Saved entries
▬▬▬
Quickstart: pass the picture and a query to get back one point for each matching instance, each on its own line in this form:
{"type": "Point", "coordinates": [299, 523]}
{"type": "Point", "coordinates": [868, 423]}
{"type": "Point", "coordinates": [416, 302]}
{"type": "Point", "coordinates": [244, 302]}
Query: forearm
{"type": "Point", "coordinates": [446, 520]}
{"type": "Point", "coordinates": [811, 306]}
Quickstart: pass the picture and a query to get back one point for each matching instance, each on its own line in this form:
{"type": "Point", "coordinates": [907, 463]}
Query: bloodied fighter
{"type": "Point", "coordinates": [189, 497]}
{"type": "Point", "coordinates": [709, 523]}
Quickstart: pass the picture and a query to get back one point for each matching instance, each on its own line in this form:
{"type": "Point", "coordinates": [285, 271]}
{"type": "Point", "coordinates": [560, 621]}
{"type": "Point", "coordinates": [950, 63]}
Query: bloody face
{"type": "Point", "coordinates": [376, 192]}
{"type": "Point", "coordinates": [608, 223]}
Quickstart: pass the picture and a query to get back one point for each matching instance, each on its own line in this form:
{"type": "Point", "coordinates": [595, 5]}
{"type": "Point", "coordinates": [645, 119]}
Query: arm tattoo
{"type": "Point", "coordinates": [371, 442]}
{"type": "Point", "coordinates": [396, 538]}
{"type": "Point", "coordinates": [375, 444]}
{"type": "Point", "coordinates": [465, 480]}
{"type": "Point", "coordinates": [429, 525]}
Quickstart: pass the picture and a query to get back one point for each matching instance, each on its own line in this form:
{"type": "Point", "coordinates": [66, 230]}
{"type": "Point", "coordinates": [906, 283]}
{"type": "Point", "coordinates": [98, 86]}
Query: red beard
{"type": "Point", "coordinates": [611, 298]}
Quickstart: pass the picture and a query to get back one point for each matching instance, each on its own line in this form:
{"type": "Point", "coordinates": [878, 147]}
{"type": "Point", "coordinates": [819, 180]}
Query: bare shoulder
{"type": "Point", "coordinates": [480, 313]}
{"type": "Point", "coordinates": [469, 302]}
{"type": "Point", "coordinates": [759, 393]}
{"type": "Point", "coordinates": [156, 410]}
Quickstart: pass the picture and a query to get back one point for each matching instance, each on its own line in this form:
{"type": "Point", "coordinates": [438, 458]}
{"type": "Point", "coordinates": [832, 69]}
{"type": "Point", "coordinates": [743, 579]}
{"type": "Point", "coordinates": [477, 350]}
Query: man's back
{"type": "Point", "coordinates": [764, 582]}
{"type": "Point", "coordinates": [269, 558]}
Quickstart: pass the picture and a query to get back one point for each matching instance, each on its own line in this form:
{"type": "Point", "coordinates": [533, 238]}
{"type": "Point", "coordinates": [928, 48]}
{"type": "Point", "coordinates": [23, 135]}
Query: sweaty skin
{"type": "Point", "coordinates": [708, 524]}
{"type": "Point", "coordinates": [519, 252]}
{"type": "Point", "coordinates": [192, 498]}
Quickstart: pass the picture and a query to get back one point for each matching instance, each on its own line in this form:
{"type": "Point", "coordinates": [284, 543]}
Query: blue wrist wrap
▬▬▬
▶ **Work instruction**:
Every entry above must be returned word for word.

▶ **Expected answer**:
Quickstart: pass the picture and a query to get back one point for each matching instance, each on its own line in this form:
{"type": "Point", "coordinates": [299, 523]}
{"type": "Point", "coordinates": [868, 423]}
{"type": "Point", "coordinates": [416, 302]}
{"type": "Point", "coordinates": [244, 302]}
Query: forearm
{"type": "Point", "coordinates": [446, 520]}
{"type": "Point", "coordinates": [811, 306]}
Quickstart: pass the picture and a query to get back one point for each matching instance, each on its own line in this form:
{"type": "Point", "coordinates": [907, 463]}
Query: bloodied fighter
{"type": "Point", "coordinates": [189, 497]}
{"type": "Point", "coordinates": [709, 523]}
Quickstart: pass the picture and a query to get back one point for each matching instance, each on its own line in this form:
{"type": "Point", "coordinates": [285, 271]}
{"type": "Point", "coordinates": [560, 621]}
{"type": "Point", "coordinates": [950, 63]}
Query: bloody face
{"type": "Point", "coordinates": [376, 192]}
{"type": "Point", "coordinates": [608, 223]}
Quickstart: pass the picture and a query to get back one point for each matching instance, each on its own line in this form:
{"type": "Point", "coordinates": [595, 5]}
{"type": "Point", "coordinates": [645, 119]}
Query: arm tattoo
{"type": "Point", "coordinates": [371, 442]}
{"type": "Point", "coordinates": [396, 538]}
{"type": "Point", "coordinates": [375, 444]}
{"type": "Point", "coordinates": [465, 480]}
{"type": "Point", "coordinates": [429, 525]}
Quickstart: pass the picture and a query to get back one point for each matching instance, each on its own line in this form:
{"type": "Point", "coordinates": [66, 230]}
{"type": "Point", "coordinates": [906, 283]}
{"type": "Point", "coordinates": [98, 86]}
Query: red beard
{"type": "Point", "coordinates": [611, 298]}
Quickstart: pass the picture and a query to get back one point for each matching instance, each on its own line in this form:
{"type": "Point", "coordinates": [878, 147]}
{"type": "Point", "coordinates": [819, 180]}
Query: bare shoulder
{"type": "Point", "coordinates": [480, 313]}
{"type": "Point", "coordinates": [469, 302]}
{"type": "Point", "coordinates": [759, 393]}
{"type": "Point", "coordinates": [156, 410]}
Quickstart: pass the picture and a query to get back one point for each matching instance, each on its own line in this form:
{"type": "Point", "coordinates": [438, 458]}
{"type": "Point", "coordinates": [832, 69]}
{"type": "Point", "coordinates": [743, 579]}
{"type": "Point", "coordinates": [477, 350]}
Query: man's back
{"type": "Point", "coordinates": [764, 582]}
{"type": "Point", "coordinates": [269, 558]}
Quickstart: pass the picture and a query to get back one point for each matching instance, each on its own line in this form:
{"type": "Point", "coordinates": [533, 238]}
{"type": "Point", "coordinates": [928, 48]}
{"type": "Point", "coordinates": [23, 135]}
Query: sweaty skin
{"type": "Point", "coordinates": [708, 524]}
{"type": "Point", "coordinates": [519, 252]}
{"type": "Point", "coordinates": [192, 498]}
Quickstart: pass the picture and a query to get back one point for each matching instance, each on its own line in this form:
{"type": "Point", "coordinates": [284, 543]}
Query: blue wrist wrap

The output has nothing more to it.